EXTRAIT CHOISI:
##########

Depuis un arrêt de travail en 2012 dans un centre d’appels, les licenciements se multiplient sous des prétextes contestés.
 
Si c’était à refaire, il n’hésiterait pas. «On est tellement peu nombreux à oser parler», souffle Anousone Um, un des protagonistes de l’enquête de Cash Investigation sur les licenciements en cascade chez Free. Pourtant, à 29 ans et après cinq ans chez Mobipel, un centre d’appel de l’opérateur basé à Colombes (Hauts-de-Seine), ce conseiller, aussi délégué syndical SUD, est plus que jamais sur la sellette. A moins que Muriel Pénicaud en décide autrement. Licencié en 2016 pour douze griefs, tous retoqués en février 2017 par l’inspection du travail qui a refusé de valider son licenciement, il attend désormais la décision de la ministre du Travail, saisie en appel par son employeur. Une procédure classique pour un salarié protégé ayant un mandat syndical.
 
En mars 2012, lorsqu’il intègre Mobipel, Anousone Um travaille dans une équipe d’une cinquantaine de personnes. Pas assez, explique-t-il, pour absorber tous les coups de fil des clients de l’opérateur : «A l’époque, on pouvait prendre jusqu’à 70 appels par jour, contre 30 à 50 aujourd’hui.» Mais face aux «cadences importantes» et au «manque de procédures et d’informations, source de relations conflictuelles avec les clients», les salariés sont seuls pour défendre leur cause. La société est toute neuve et il n’y a pas encore de syndicats. Ils ont beau alerter les managers, rien ne bouge. Alors, en juin, ils passent à la vitesse supérieure. Rien de fou : ils débrayent trois heures.

##########

LISTING FOURNI:
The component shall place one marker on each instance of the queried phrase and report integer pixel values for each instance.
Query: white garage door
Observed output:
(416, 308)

##########

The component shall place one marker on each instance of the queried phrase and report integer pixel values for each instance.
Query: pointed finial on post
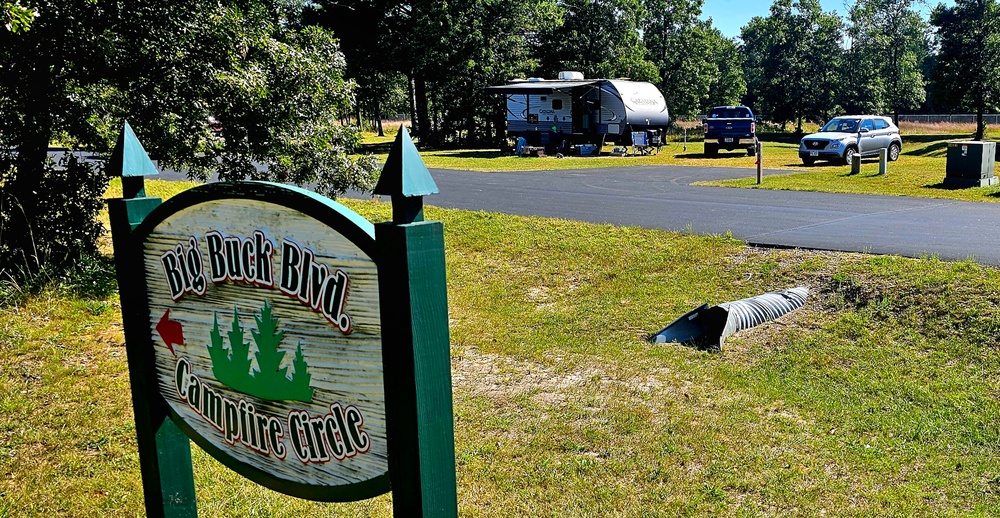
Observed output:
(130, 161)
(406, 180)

##########

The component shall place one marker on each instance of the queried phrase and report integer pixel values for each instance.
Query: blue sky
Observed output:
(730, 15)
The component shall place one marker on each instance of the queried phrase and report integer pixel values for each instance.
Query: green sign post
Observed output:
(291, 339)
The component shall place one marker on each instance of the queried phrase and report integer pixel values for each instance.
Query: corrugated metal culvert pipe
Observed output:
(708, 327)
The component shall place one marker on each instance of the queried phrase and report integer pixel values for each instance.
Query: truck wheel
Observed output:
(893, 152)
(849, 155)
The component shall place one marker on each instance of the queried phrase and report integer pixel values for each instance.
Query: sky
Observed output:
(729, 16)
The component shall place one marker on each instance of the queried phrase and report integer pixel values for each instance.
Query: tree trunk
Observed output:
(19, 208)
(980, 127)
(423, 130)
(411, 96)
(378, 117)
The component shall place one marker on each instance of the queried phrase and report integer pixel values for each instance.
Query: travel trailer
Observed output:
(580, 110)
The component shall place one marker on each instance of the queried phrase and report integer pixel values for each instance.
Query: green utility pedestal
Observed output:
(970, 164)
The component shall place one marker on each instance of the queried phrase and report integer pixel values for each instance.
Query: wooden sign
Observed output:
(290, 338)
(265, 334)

##########

À FAIRE:
• 1. Restituez intégralement l'extrait sur les licenciements chez Free, sans y changer quoi que ce soit.
• 2. Repérez dans le listing toutes les lignes où figure le mot « sign », puis recopiez-les.

CORRIGÉS:
• 1.
Depuis un arrêt de travail en 2012 dans un centre d’appels, les licenciements se multiplient sous des prétextes contestés.
 
Si c’était à refaire, il n’hésiterait pas. «On est tellement peu nombreux à oser parler», souffle Anousone Um, un des protagonistes de l’enquête de Cash Investigation sur les licenciements en cascade chez Free. Pourtant, à 29 ans et après cinq ans chez Mobipel, un centre d’appel de l’opérateur basé à Colombes (Hauts-de-Seine), ce conseiller, aussi délégué syndical SUD, est plus que jamais sur la sellette. A moins que Muriel Pénicaud en décide autrement. Licencié en 2016 pour douze griefs, tous retoqués en février 2017 par l’inspection du travail qui a refusé de valider son licenciement, il attend désormais la décision de la ministre du Travail, saisie en appel par son employeur. Une procédure classique pour un salarié protégé ayant un mandat syndical.
 
En mars 2012, lorsqu’il intègre Mobipel, Anousone Um travaille dans une équipe d’une cinquantaine de personnes. Pas assez, explique-t-il, pour absorber tous les coups de fil des clients de l’opérateur : «A l’époque, on pouvait prendre jusqu’à 70 appels par jour, contre 30 à 50 aujourd’hui.» Mais face aux «cadences importantes» et au «manque de procédures et d’informations, source de relations conflictuelles avec les clients», les salariés sont seuls pour défendre leur cause. La société est toute neuve et il n’y a pas encore de syndicats. Ils ont beau alerter les managers, rien ne bouge. Alors, en juin, ils passent à la vitesse supérieure. Rien de fou : ils débrayent trois heures.

• 2.
Query: green sign post
Query: wooden sign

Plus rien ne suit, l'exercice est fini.